Repeat every one of the items below word for word, in the same order.

____

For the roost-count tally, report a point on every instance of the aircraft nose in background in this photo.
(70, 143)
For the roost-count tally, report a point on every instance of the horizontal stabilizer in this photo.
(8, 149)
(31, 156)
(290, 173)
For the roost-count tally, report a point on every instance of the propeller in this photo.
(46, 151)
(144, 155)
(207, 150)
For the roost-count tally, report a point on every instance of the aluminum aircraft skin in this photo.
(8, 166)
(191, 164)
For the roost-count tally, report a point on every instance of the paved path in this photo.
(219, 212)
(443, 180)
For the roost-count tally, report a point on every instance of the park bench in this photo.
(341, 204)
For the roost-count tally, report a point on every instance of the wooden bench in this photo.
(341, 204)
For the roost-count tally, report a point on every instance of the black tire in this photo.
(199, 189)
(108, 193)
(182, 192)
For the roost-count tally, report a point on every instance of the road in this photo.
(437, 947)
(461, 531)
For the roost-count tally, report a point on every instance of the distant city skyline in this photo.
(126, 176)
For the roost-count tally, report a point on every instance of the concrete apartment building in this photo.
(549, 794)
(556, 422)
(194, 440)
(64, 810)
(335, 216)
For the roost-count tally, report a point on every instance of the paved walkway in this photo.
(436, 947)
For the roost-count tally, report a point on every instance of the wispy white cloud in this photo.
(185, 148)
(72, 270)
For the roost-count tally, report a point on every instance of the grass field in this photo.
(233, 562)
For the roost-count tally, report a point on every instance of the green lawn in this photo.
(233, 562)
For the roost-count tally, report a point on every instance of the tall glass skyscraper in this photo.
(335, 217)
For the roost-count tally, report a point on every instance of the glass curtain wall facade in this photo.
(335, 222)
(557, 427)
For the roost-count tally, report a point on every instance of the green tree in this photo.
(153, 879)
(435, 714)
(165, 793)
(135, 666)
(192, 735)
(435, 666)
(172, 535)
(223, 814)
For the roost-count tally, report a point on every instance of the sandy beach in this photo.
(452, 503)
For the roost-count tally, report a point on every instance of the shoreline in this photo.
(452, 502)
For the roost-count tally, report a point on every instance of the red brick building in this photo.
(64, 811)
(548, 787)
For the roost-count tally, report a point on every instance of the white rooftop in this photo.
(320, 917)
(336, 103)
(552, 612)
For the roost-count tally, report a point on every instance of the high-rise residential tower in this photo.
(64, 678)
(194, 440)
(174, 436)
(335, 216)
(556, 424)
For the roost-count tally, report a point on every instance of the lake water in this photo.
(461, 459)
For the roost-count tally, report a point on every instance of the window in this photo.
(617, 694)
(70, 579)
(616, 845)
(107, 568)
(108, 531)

____

> [FINISHED EXERCISE]:
For the roost-count tally, report a point on every instance of the aircraft nose in background in this photo.
(70, 143)
For the roost-count tally, report a point on every instance of the horizontal stabilizer in this photo.
(8, 149)
(31, 156)
(290, 173)
For the roost-count tally, report a point on every instance of the propeller in this photo.
(46, 151)
(144, 155)
(207, 150)
For the roost-count tally, report a point on every instance of the aluminum aircraft skin in this photo.
(8, 166)
(191, 164)
For the roost-count tally, report a point on every instance of the paved path in this photo.
(219, 212)
(443, 180)
For the roost-count tally, report a point on every instance of the park bench in this photo.
(341, 204)
For the roost-count tally, report a point on every instance of the wooden bench in this photo.
(341, 204)
For the roost-count tally, report a point on every instance of the black tire in this photo.
(199, 189)
(108, 193)
(182, 192)
For the roost-count tally, report a point on every instance of the road in this photo.
(437, 947)
(461, 531)
For the roost-count tally, report a point on every instance of the distant city skyline in this photo.
(126, 176)
For the roost-count tally, report a point on every instance of the concrete apartment building in this photo.
(549, 794)
(556, 422)
(194, 440)
(64, 810)
(335, 216)
For the roost-count tally, report a point on every instance of the paved walkway in this photo.
(436, 947)
For the roost-count tally, report a point on every instance of the wispy white cloud in this photo.
(185, 148)
(72, 270)
For the roost-count tally, report a point on every instance of the grass field in this photo.
(233, 562)
For the roost-count tally, report a point on every instance of the green lawn in this photo.
(233, 562)
For the roost-count tally, report a point on every instance of the tall glass skyscraper in this photo.
(335, 217)
For the roost-count tally, report a point on every instance of the glass curtain wall facade in this photo.
(335, 222)
(557, 427)
For the roost-count tally, report a point on every instance of the green tree in this photo.
(153, 879)
(435, 714)
(165, 793)
(135, 666)
(192, 735)
(435, 666)
(172, 535)
(223, 814)
For the roost-count tally, report a point on every instance of the sandy beach in this photo.
(452, 503)
For the roost-count tally, report a point on every instance of the shoreline in this photo.
(452, 502)
For the roost-count tally, report a point on every instance of the red brick building in this photo.
(64, 811)
(548, 787)
For the roost-count tally, report a point on every instance of the white rooftop in this photo.
(320, 917)
(336, 103)
(552, 612)
For the roost-count tally, report a point on every instance of the high-rise residential tower in this photo.
(64, 678)
(194, 440)
(174, 436)
(335, 216)
(556, 424)
For the roost-count tally, report a point on every instance of the lake water in this photo.
(461, 459)
For the roost-count tally, report a point on every instance of the window in this photo.
(617, 694)
(70, 579)
(616, 845)
(107, 568)
(108, 531)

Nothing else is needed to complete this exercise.